# start of Data records

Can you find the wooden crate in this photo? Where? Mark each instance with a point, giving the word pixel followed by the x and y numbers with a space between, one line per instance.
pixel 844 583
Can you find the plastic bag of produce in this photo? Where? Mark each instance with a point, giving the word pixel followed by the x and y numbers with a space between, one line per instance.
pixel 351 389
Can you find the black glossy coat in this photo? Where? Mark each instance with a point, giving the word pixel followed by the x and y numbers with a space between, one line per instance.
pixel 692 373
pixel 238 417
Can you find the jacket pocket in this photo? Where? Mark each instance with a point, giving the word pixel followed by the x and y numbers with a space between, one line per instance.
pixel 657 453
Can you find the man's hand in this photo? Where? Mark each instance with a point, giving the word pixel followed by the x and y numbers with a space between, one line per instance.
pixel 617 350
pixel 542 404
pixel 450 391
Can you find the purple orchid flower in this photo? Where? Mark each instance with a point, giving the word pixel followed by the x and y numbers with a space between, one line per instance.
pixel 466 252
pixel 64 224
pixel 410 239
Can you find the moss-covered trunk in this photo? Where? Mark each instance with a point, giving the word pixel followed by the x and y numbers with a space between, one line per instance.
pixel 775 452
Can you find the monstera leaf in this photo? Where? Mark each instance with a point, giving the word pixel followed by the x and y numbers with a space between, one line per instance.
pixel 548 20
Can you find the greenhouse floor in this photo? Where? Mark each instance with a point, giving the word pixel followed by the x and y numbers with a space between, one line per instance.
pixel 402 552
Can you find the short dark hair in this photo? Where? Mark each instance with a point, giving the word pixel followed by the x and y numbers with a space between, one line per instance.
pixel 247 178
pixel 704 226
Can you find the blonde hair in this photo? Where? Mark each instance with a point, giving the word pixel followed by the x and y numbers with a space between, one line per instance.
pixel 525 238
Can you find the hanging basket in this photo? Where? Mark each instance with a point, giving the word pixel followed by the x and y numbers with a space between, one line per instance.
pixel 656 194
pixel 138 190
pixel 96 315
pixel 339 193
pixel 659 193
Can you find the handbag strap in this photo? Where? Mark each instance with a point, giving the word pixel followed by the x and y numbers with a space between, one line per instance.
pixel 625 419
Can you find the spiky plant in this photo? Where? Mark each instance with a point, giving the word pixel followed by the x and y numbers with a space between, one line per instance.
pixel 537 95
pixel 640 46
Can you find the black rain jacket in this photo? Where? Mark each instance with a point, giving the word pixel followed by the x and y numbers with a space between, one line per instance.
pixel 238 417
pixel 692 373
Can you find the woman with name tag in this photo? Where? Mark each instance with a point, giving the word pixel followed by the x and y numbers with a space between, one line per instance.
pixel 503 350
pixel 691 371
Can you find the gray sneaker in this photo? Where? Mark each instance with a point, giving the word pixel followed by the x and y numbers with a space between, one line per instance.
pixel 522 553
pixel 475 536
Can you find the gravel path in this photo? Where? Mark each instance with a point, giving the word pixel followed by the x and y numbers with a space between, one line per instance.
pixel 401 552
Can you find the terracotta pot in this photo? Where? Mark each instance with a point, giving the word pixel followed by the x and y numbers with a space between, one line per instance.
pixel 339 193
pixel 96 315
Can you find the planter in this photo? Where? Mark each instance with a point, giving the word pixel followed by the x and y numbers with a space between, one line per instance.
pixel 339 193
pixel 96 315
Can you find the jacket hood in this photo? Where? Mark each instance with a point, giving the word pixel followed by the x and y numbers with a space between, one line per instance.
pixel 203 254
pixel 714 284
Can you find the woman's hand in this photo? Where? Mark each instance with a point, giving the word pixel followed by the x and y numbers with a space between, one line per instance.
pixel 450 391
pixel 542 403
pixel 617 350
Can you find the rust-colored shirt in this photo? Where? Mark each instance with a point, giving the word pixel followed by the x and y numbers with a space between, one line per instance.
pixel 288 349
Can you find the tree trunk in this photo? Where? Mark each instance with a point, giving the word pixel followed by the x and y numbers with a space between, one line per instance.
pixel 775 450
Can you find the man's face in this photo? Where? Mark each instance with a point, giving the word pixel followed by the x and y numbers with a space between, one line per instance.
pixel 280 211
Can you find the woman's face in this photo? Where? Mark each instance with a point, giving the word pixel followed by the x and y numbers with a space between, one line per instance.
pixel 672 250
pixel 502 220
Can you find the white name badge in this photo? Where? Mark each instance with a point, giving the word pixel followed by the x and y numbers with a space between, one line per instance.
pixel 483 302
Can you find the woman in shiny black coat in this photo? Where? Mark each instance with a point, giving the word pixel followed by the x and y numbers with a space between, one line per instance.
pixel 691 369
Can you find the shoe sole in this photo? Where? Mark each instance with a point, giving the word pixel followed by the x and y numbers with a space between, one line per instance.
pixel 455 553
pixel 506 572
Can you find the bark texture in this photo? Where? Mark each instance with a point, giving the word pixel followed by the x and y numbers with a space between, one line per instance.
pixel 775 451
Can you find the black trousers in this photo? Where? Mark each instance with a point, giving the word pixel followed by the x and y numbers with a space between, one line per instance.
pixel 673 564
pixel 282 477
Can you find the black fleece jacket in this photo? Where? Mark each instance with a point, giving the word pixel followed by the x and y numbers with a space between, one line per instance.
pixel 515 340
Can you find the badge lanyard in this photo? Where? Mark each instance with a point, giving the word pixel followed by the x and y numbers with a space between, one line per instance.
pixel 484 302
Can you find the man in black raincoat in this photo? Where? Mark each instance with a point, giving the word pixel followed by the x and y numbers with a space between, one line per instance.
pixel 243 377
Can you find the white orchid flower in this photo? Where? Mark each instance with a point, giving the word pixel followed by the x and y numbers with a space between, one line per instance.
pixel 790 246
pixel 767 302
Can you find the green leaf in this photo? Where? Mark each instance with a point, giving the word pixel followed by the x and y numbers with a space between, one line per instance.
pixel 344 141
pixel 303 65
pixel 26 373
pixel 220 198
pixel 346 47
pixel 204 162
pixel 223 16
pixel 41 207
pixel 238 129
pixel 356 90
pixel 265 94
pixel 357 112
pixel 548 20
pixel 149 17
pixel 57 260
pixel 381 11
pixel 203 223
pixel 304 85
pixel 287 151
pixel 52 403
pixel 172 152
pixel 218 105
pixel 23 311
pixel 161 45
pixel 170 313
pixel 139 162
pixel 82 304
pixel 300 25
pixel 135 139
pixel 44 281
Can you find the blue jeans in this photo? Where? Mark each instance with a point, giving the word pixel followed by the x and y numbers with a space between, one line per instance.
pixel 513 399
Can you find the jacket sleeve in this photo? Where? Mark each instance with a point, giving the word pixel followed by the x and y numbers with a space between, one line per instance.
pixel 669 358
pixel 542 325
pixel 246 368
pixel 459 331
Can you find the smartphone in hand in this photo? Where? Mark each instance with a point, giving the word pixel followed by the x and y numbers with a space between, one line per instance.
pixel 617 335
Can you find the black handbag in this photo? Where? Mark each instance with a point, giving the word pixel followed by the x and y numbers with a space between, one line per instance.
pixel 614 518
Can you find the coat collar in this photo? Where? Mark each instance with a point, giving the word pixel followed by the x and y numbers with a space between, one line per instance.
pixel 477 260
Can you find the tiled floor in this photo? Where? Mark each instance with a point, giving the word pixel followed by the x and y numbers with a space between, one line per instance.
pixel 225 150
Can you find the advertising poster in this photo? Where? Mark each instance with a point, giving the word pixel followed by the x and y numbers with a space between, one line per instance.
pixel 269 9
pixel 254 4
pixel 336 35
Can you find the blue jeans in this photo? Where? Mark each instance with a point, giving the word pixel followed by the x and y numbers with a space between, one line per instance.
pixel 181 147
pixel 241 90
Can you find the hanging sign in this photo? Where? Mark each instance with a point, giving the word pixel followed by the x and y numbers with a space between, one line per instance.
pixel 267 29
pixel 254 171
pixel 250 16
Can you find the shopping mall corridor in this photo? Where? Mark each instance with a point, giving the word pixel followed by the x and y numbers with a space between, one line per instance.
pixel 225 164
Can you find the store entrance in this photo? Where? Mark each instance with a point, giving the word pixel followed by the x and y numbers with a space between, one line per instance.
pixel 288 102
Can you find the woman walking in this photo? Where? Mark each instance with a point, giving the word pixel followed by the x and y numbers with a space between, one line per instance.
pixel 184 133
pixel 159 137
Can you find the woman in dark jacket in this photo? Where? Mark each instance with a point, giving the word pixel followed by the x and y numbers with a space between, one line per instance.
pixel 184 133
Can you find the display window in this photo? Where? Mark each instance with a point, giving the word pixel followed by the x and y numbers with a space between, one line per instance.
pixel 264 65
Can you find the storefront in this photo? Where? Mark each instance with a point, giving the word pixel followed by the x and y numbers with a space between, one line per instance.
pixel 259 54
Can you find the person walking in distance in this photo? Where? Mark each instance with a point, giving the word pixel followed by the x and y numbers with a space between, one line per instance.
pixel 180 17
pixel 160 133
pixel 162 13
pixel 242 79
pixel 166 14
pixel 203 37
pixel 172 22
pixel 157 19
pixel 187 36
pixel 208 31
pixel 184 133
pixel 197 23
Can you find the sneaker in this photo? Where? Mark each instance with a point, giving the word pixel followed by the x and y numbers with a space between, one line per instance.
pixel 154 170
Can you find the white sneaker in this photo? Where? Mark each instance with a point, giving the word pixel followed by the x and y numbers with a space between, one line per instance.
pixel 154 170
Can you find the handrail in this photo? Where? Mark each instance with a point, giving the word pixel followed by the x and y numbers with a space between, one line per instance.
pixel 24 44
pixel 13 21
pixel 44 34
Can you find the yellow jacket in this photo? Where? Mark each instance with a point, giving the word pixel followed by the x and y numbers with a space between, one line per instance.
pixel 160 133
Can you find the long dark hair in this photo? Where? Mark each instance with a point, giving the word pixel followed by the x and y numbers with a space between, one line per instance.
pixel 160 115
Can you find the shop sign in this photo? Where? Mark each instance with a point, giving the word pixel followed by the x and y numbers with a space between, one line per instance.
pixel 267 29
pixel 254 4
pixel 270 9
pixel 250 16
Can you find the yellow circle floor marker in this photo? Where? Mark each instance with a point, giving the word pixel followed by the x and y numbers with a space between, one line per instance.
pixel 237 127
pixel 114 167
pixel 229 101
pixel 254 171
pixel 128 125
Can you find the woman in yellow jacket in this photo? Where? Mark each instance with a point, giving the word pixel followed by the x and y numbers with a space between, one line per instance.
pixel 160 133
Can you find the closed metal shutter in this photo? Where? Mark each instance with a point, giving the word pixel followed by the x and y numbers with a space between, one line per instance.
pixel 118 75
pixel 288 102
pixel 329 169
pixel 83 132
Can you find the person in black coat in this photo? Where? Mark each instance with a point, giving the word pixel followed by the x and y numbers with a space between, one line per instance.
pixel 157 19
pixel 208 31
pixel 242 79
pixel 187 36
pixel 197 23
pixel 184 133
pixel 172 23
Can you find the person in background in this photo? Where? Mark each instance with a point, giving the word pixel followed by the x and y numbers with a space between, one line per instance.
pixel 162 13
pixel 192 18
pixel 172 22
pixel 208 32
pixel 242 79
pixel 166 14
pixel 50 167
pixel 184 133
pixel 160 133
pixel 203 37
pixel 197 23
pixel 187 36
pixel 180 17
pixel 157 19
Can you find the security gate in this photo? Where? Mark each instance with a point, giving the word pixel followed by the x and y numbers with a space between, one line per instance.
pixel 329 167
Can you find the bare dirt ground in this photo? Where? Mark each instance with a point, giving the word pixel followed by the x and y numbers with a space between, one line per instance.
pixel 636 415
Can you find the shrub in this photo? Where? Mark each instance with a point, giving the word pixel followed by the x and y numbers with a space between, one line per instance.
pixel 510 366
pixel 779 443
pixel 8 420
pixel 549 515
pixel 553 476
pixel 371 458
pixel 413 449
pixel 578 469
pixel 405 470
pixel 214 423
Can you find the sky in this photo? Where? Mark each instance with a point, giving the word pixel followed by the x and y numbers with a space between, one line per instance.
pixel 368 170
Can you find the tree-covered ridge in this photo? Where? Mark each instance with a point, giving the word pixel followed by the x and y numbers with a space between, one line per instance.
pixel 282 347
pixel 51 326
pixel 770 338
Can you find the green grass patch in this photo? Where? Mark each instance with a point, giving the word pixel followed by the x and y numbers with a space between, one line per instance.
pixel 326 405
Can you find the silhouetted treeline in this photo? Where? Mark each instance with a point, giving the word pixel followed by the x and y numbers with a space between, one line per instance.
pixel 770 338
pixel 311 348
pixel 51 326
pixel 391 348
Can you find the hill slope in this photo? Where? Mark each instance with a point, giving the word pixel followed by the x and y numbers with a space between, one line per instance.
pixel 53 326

# end of Data records

> The exercise: Update the material starting at the line containing "Can you find the blonde" and ending at the line containing "pixel 525 238" by changing "blonde hair" to "light brown hair". Give back only those lines, with everything else left as it is.

> Complete answer:
Can you find the light brown hair in this photo? Where? Mark each instance with a point, giving the word pixel followed by the x and y numbers with a space between, one line per instance.
pixel 525 238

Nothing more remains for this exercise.